* [EXERCISE] In each of the lines below, change "radiology image" to "photograph" and leave everything else as it is. Omit the pictures from your answer.

* [RECORDS SUPPLIED]
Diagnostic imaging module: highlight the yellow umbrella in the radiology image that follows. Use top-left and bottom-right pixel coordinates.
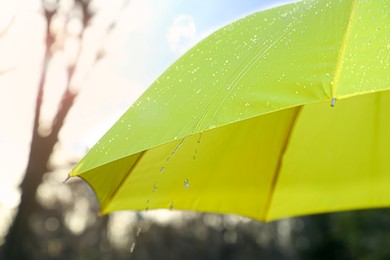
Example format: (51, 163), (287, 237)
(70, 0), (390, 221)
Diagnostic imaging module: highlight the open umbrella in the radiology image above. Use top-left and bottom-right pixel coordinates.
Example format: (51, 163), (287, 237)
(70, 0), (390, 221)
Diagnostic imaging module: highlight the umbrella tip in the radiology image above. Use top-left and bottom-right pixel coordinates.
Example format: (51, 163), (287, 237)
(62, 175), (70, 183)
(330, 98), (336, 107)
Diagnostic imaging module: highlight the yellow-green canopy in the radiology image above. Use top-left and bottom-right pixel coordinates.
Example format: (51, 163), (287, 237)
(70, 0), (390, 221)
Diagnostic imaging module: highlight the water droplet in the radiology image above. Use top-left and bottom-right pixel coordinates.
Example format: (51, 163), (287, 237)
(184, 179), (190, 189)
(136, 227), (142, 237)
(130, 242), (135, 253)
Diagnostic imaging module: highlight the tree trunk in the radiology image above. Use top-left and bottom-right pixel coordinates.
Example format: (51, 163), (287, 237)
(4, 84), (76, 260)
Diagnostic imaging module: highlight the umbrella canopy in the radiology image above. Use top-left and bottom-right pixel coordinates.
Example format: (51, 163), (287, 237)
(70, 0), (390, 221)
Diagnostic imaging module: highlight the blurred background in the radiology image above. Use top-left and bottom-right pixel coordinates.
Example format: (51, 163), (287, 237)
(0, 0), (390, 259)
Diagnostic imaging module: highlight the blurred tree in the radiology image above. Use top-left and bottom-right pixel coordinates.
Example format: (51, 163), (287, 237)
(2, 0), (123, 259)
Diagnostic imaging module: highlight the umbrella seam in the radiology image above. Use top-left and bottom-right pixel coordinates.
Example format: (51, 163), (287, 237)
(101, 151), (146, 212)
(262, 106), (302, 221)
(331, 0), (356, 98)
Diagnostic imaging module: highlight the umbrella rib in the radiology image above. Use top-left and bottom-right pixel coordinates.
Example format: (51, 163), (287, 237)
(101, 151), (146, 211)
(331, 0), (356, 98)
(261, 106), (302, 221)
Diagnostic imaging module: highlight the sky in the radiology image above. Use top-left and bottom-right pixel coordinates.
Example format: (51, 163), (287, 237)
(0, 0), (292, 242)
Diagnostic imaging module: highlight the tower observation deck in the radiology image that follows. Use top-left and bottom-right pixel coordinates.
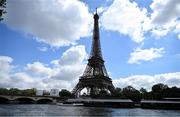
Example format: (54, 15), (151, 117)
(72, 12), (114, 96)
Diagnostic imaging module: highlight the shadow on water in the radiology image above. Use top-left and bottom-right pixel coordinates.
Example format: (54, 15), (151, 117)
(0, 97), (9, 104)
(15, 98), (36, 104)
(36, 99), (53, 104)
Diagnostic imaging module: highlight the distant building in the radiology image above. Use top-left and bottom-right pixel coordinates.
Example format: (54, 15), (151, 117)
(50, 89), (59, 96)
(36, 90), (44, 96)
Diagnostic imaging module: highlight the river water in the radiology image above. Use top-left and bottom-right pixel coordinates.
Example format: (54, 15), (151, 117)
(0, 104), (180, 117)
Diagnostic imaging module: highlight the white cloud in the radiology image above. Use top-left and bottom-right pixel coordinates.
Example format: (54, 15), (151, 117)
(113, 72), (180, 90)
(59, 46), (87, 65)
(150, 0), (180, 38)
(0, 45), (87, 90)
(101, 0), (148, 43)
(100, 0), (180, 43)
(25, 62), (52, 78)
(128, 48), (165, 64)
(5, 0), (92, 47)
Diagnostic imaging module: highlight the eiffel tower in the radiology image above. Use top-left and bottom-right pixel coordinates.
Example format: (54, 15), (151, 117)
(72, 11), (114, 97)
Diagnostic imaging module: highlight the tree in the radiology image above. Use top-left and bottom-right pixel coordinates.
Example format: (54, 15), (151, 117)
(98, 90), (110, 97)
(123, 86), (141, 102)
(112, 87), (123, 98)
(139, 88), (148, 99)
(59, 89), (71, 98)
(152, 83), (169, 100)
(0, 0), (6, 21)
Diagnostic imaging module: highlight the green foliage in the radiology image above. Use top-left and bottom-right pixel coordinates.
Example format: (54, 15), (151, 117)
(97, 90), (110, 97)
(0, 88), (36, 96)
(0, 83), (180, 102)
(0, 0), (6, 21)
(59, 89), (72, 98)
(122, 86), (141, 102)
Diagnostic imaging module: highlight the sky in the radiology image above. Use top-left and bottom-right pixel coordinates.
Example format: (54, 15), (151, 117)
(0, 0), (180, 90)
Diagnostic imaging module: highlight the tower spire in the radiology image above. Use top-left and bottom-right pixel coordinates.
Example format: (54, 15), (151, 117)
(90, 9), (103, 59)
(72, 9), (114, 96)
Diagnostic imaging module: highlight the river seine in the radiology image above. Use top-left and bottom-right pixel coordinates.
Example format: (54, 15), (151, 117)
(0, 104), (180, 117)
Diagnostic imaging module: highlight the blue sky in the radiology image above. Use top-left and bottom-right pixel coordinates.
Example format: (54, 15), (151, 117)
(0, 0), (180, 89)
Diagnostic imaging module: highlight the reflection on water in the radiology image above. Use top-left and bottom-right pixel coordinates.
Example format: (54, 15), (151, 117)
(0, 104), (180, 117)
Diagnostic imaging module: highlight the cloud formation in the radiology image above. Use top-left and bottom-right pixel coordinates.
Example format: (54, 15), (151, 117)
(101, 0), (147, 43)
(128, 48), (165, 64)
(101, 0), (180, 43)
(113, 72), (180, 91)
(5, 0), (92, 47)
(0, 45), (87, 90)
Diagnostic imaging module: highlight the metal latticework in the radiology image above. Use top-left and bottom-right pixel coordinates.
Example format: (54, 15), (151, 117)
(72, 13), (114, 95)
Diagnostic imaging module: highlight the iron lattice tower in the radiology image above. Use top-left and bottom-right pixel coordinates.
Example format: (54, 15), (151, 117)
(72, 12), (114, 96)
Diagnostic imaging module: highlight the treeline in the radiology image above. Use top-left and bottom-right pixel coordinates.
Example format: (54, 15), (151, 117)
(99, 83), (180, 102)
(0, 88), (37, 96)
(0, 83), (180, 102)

* [EXERCISE OUTPUT]
Diagnostic imaging module: highlight the yellow umbrella in the photograph that follows. Use top-left and bottom-right pixel coordinates.
Example format: (51, 163), (287, 237)
(70, 0), (390, 221)
Diagnostic imaging module: highlight the open umbrella in the photograph above. Use top-left and bottom-right pixel coordinates.
Example format: (51, 163), (287, 237)
(70, 0), (390, 221)
Diagnostic imaging module: highlight the umbrella tip in the photograph above. Use top-left and bottom-right pixel coordinates.
Example format: (51, 163), (287, 237)
(62, 175), (70, 183)
(330, 98), (336, 107)
Diagnostic imaging module: highlight the yellow-green canopy in the photograph above. Use top-left and bottom-right pixel coordinates.
Example format: (51, 163), (287, 237)
(70, 0), (390, 221)
Diagnostic imaging module: highlight the water droplet in the photograph above. Use top-left and bottom-right pixel coordinates.
Example format: (51, 163), (287, 237)
(184, 179), (190, 189)
(136, 227), (142, 237)
(130, 242), (135, 253)
Diagnostic imaging module: highlight the tree trunk in the photograph above. Use top-left and bottom-right pixel coordinates.
Example format: (51, 163), (287, 237)
(4, 84), (76, 260)
Diagnostic imaging module: highlight the umbrella canopy in the photograph above. Use top-left and bottom-right pixel coordinates.
Example format: (51, 163), (287, 237)
(70, 0), (390, 221)
Diagnostic imaging module: highlight the blurred background in the photograph above. Use top-left and bottom-right pixel coordinates.
Example format: (51, 163), (287, 237)
(0, 0), (390, 259)
Diagnostic imaging module: highlight the blurred tree in the photograph above. Use top-left and bottom-right pixel coordinates.
Example format: (51, 163), (287, 237)
(2, 0), (123, 259)
Diagnostic imaging module: highlight the umbrella seam in the photograph above. Use top-left and bottom-right pixel coordinates.
Example format: (51, 163), (287, 237)
(101, 151), (146, 212)
(262, 106), (302, 221)
(331, 0), (356, 98)
Diagnostic imaging module: highlight the umbrella rib in the photograph above. Use top-left and bottom-right pixel coordinates.
Example format: (51, 163), (287, 237)
(101, 151), (146, 211)
(331, 0), (356, 98)
(261, 106), (302, 221)
Diagnostic imaging module: highlight the sky in the photograph above. Use top-left and bottom-right pixel coordinates.
Example format: (51, 163), (287, 237)
(0, 0), (292, 242)
Diagnostic imaging module: highlight the tower observation deck in the photograph that follows. Use top-left and bottom-right pixel coordinates.
Example format: (54, 15), (151, 117)
(72, 12), (114, 96)
Diagnostic imaging module: highlight the shadow on water in the photograph above. Use top-left and bottom-right pixel coordinates.
Example format: (54, 15), (151, 117)
(0, 97), (9, 104)
(15, 98), (36, 104)
(36, 99), (53, 104)
Diagnostic imaging module: highlight the distant building in the photograph above. Use top-left and bottom-right pixel coordinates.
Example format: (54, 15), (151, 117)
(50, 89), (59, 96)
(36, 90), (44, 96)
Diagnostic imaging module: highlight the river water in the photograph above. Use top-left and bottom-right pixel coordinates.
Example format: (54, 15), (151, 117)
(0, 104), (180, 117)
Diagnostic imaging module: highlight the white cloud in the photograph above. Use top-left and bottom-right pixel coordinates.
Example format: (54, 15), (151, 117)
(113, 72), (180, 90)
(59, 46), (87, 65)
(150, 0), (180, 38)
(0, 45), (87, 90)
(101, 0), (148, 43)
(100, 0), (180, 43)
(25, 62), (52, 78)
(128, 48), (165, 64)
(5, 0), (92, 47)
Diagnostic imaging module: highlight the eiffel tower in the photograph above. Use top-left and bottom-right pixel coordinates.
Example format: (54, 15), (151, 117)
(72, 11), (114, 97)
Diagnostic imaging module: highlight the tree in the photograph above. Use top-left and bottom-right pixel coordinates.
Example format: (54, 15), (151, 117)
(98, 90), (110, 97)
(123, 86), (141, 102)
(112, 87), (123, 98)
(139, 88), (148, 99)
(59, 89), (71, 98)
(152, 83), (169, 100)
(0, 0), (6, 21)
Diagnostic imaging module: highlight the green foliage in the photograph above. Use top-left and bottom-right pixel coordinates.
Example format: (54, 15), (151, 117)
(97, 90), (110, 97)
(0, 88), (36, 96)
(0, 83), (180, 102)
(0, 0), (6, 21)
(59, 89), (72, 98)
(122, 86), (141, 102)
Diagnostic imaging module: highlight the sky in the photograph above. Use top-left and bottom-right pixel coordinates.
Example format: (54, 15), (151, 117)
(0, 0), (180, 90)
Diagnostic imaging module: highlight the tower spire in the photograph above. Use top-left and bottom-right pixel coordinates.
Example format: (54, 15), (151, 117)
(90, 9), (103, 59)
(72, 9), (114, 96)
Diagnostic imaging module: highlight the river seine in the photograph above. Use top-left and bottom-right pixel coordinates.
Example format: (54, 15), (151, 117)
(0, 104), (180, 117)
Diagnostic imaging module: highlight the blue sky in the photograph above. Use top-left and bottom-right pixel coordinates.
Example format: (54, 15), (151, 117)
(0, 0), (180, 89)
Diagnostic imaging module: highlight the reflection on water in the photograph above. Use top-left and bottom-right pixel coordinates.
Example format: (54, 15), (151, 117)
(0, 104), (180, 117)
Diagnostic imaging module: highlight the cloud formation in the photograph above. Use top-left and bottom-right pixel coordinates.
Example format: (54, 15), (151, 117)
(101, 0), (147, 43)
(128, 48), (165, 64)
(101, 0), (180, 43)
(113, 72), (180, 91)
(5, 0), (92, 47)
(0, 45), (87, 90)
Diagnostic imaging module: highlight the metal latticework in the photograph above. Use top-left and bottom-right pixel coordinates.
Example format: (54, 15), (151, 117)
(72, 13), (114, 95)
Diagnostic imaging module: highlight the iron lattice tower in the photograph above. Use top-left and bottom-right pixel coordinates.
Example format: (54, 15), (151, 117)
(72, 12), (114, 96)
Diagnostic imaging module: highlight the treeline in the photograph above. Use top-left and bottom-right pixel coordinates.
Example format: (54, 15), (151, 117)
(99, 83), (180, 102)
(0, 88), (37, 96)
(0, 83), (180, 102)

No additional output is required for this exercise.